EXCERPTED TEXT:
One failure the agency is working to correct is the vulnerability posed to the entire medical community by the not-so-simple digital copier. In 2013, Affinity Health Plan, Inc. paid more than $1.2 million dollars in fines to close out a disciplinary case brought by the Health Department. In the action, the agency demonstrated that Affinity had failed to clean protected personal health information data from its leased office copiers when it returned those machines to the lessor. The new lessee of the copiers, CBS Television, informed Affinity that its newly leased equipment contained the personal health information of some of Affinity's clientele. Considering that millions of office copiers exist in the world, the Affinity case signaled a potentially devastating threat to document security for most, if not all, medical services providers who use copy machines. For more on this, read Why Digital Copiers Are A Security Time Bomb.

Today's Copiers Are "Workstation" Devices

To repair the gap, in 2014, the Health Department's Office of the National Coordinator for Health Information Technology identified office copiers as "workstations." By doing so, the agency added those devices (and their related functions of scanning, etc.) to the list of healthcare practice devices that are subject to the administrative, physical, and technical rules that govern the security of personal health information.

The Office of the National Coordinator for Health Information Technology is emphatic about protecting against the risks posed by copiers. The agency created a series of security risk assessment tools, which are designed to walk medical practitioners through the compliance processes. In the document related to physical safety, "Standards for Physical Safeguards Content," in reference to Standard(s) PH19 - §164.310(b) et seq., the agency underscores the significance of copiers to health data security by mentioning them 15 separate times within the general "workstation devices" body of rules.

The importance of the digital copier to the implementation of the electronic health records requirements is understandable. Prior to digital technology, all medical records were physical items, including paper records (reports, chart notes, etc.) and video and still images. Building a comprehensive electronic record requires capturing that physical data in electronic form, and copiers and their included scanners have been the tools used to accomplish those tasks.

TRY IT: Write out the entire passage on copier security word for word. The entries have no connection to the passage on copier security.

DATA:
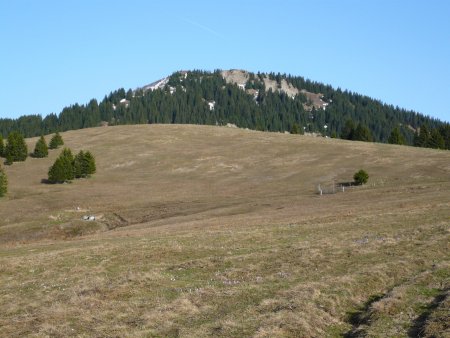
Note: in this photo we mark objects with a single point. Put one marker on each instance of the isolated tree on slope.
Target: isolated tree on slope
(62, 170)
(362, 133)
(361, 177)
(3, 183)
(2, 146)
(40, 150)
(396, 137)
(56, 141)
(16, 148)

RESPONSE AREA:
One failure the agency is working to correct is the vulnerability posed to the entire medical community by the not-so-simple digital copier. In 2013, Affinity Health Plan, Inc. paid more than $1.2 million dollars in fines to close out a disciplinary case brought by the Health Department. In the action, the agency demonstrated that Affinity had failed to clean protected personal health information data from its leased office copiers when it returned those machines to the lessor. The new lessee of the copiers, CBS Television, informed Affinity that its newly leased equipment contained the personal health information of some of Affinity's clientele. Considering that millions of office copiers exist in the world, the Affinity case signaled a potentially devastating threat to document security for most, if not all, medical services providers who use copy machines. For more on this, read Why Digital Copiers Are A Security Time Bomb.

Today's Copiers Are "Workstation" Devices

To repair the gap, in 2014, the Health Department's Office of the National Coordinator for Health Information Technology identified office copiers as "workstations." By doing so, the agency added those devices (and their related functions of scanning, etc.) to the list of healthcare practice devices that are subject to the administrative, physical, and technical rules that govern the security of personal health information.

The Office of the National Coordinator for Health Information Technology is emphatic about protecting against the risks posed by copiers. The agency created a series of security risk assessment tools, which are designed to walk medical practitioners through the compliance processes. In the document related to physical safety, "Standards for Physical Safeguards Content," in reference to Standard(s) PH19 - §164.310(b) et seq., the agency underscores the significance of copiers to health data security by mentioning them 15 separate times within the general "workstation devices" body of rules.

The importance of the digital copier to the implementation of the electronic health records requirements is understandable. Prior to digital technology, all medical records were physical items, including paper records (reports, chart notes, etc.) and video and still images. Building a comprehensive electronic record requires capturing that physical data in electronic form, and copiers and their included scanners have been the tools used to accomplish those tasks.